# [GEGEVEN TEKST]

+++++

De richtlijn bevat de optie voor lidstaten om de oob-status aan andere organisaties toe te kennen. Op grond van artikel 2 van de Wta kunnen categorieën van ondernemingen, instellingen of openbare lichamen worden aangewezen als oob’s, indien de omvang of functie van deze ondernemingen, instellingen of openbare lichamen in het maatschappelijk verkeer dit rechtvaardigt. Van belang is dat de omvang of functie van zodanige aard is dat een ondeugdelijk uitgevoerde wettelijke controle van de financiële verantwoording een aanmerkelijke invloed kan hebben op het vertrouwen in de publieke functie van de accountantsverklaring. Voor de bij dit besluit aangewezen instellingen wordt een ondeugdelijk uitgevoerde wettelijke controle in het bijzonder onwenselijk geacht. Met de als gevolg van de aanwijzing van toepassing zijnde aanvullende waarborgen wordt de kans op een ondeugdelijke controle verkleind.

+++++

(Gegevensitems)
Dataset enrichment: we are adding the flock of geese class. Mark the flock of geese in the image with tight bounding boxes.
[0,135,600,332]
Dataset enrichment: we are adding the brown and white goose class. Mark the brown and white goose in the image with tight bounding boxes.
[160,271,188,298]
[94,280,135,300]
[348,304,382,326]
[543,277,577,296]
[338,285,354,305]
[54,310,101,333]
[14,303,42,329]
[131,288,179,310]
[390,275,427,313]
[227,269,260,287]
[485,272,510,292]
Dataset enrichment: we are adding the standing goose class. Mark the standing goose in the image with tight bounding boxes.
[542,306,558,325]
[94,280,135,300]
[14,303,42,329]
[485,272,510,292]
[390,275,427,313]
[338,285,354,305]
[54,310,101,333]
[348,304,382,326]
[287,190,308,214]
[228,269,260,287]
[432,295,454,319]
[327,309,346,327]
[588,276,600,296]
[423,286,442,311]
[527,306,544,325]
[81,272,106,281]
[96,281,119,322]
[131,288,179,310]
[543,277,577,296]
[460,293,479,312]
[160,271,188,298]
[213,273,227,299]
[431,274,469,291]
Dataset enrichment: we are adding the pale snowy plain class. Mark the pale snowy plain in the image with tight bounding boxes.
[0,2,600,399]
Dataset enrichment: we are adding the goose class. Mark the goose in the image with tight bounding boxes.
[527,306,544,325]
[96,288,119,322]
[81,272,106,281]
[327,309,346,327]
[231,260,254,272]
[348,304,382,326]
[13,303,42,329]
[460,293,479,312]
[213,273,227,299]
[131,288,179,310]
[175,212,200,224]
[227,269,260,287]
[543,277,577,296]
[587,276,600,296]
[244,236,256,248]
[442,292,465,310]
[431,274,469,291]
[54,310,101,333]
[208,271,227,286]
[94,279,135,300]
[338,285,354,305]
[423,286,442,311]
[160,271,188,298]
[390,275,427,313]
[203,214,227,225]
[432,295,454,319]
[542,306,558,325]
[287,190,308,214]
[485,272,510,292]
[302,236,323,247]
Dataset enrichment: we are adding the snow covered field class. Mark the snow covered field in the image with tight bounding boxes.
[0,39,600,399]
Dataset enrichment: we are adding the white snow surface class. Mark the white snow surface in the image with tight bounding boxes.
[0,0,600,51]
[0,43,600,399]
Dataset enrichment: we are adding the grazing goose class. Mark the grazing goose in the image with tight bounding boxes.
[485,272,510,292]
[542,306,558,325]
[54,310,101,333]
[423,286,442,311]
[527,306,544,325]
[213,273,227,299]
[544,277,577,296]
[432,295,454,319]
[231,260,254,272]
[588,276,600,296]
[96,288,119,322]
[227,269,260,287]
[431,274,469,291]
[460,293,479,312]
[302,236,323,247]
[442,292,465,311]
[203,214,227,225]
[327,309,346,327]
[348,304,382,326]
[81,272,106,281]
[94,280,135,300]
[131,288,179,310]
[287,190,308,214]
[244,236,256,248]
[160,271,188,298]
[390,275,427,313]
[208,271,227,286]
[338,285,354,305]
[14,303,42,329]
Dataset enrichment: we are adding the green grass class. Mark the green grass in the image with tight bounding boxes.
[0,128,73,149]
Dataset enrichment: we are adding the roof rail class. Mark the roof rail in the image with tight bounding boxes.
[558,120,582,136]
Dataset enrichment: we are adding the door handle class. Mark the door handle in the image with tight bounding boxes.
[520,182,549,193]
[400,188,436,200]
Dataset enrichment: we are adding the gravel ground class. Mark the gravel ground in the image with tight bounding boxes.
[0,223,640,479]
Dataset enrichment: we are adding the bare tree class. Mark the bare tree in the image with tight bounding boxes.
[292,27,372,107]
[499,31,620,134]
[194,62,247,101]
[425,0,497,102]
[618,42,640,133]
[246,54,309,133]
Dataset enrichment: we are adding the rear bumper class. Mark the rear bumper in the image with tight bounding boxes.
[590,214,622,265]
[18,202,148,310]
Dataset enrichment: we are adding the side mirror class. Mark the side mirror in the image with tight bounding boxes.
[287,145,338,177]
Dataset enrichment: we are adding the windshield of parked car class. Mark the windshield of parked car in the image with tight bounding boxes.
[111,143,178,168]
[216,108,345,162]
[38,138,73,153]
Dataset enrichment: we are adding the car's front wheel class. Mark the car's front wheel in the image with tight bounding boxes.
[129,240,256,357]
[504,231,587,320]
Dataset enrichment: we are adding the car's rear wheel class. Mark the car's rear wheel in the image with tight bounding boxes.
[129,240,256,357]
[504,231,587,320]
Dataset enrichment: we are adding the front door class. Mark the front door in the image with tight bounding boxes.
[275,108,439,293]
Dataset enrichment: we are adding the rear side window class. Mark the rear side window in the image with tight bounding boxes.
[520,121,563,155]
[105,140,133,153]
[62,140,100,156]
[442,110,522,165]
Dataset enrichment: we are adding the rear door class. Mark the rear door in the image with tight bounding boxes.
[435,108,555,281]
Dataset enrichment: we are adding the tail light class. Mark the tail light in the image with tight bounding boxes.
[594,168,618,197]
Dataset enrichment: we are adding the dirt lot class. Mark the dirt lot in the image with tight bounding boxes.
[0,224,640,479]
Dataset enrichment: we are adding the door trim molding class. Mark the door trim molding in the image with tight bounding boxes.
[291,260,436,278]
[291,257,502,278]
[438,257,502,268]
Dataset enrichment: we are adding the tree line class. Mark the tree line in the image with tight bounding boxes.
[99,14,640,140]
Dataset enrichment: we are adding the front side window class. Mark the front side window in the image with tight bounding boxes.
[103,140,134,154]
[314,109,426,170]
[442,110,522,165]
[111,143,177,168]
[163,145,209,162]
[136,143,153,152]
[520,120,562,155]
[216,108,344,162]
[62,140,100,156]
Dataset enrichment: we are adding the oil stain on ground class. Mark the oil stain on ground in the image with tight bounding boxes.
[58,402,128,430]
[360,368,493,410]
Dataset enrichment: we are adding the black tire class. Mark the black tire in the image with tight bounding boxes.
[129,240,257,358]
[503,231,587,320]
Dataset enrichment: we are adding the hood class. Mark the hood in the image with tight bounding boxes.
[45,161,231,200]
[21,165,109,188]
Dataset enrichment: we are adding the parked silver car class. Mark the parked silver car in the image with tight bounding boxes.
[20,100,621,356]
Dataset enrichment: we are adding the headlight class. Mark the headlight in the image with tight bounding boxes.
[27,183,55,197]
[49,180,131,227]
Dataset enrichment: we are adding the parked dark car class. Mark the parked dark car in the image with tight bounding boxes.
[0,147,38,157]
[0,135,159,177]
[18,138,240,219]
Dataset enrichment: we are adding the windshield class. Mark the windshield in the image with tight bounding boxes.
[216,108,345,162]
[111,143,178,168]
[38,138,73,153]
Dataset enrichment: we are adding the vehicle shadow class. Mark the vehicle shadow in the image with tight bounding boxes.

+++++

# [UIT TE VOEREN TAKEN]
a) Neem uit de tekst over de oob-status letterlijk het gedeelte over dat begint met de woorden "De richtlijn bevat" en eindigt met "ondeugdelijke controle verkleind.".
b) Beantwoord aan de hand van de tekst over de oob-status de volgende vragen:
(i) Op grond van welk artikel van de Wta kunnen categorieën worden aangewezen als oob's?
(ii) Op wat kan een ondeugdelijk uitgevoerde wettelijke controle een aanmerkelijke invloed hebben?
(iii) Wat wordt verkleind met de aanvullende waarborgen die door de aanwijzing van toepassing zijn?

# [OPLOSSINGEN PER TAAK]
a)
De richtlijn bevat de optie voor lidstaten om de oob-status aan andere organisaties toe te kennen. Op grond van artikel 2 van de Wta kunnen categorieën van ondernemingen, instellingen of openbare lichamen worden aangewezen als oob’s, indien de omvang of functie van deze ondernemingen, instellingen of openbare lichamen in het maatschappelijk verkeer dit rechtvaardigt. Van belang is dat de omvang of functie van zodanige aard is dat een ondeugdelijk uitgevoerde wettelijke controle van de financiële verantwoording een aanmerkelijke invloed kan hebben op het vertrouwen in de publieke functie van de accountantsverklaring. Voor de bij dit besluit aangewezen instellingen wordt een ondeugdelijk uitgevoerde wettelijke controle in het bijzonder onwenselijk geacht. Met de als gevolg van de aanwijzing van toepassing zijnde aanvullende waarborgen wordt de kans op een ondeugdelijke controle verkleind.

b)
(i) Artikel 2.
(ii) Op het vertrouwen in de publieke functie van de accountantsverklaring.
(iii) De kans op een ondeugdelijke controle.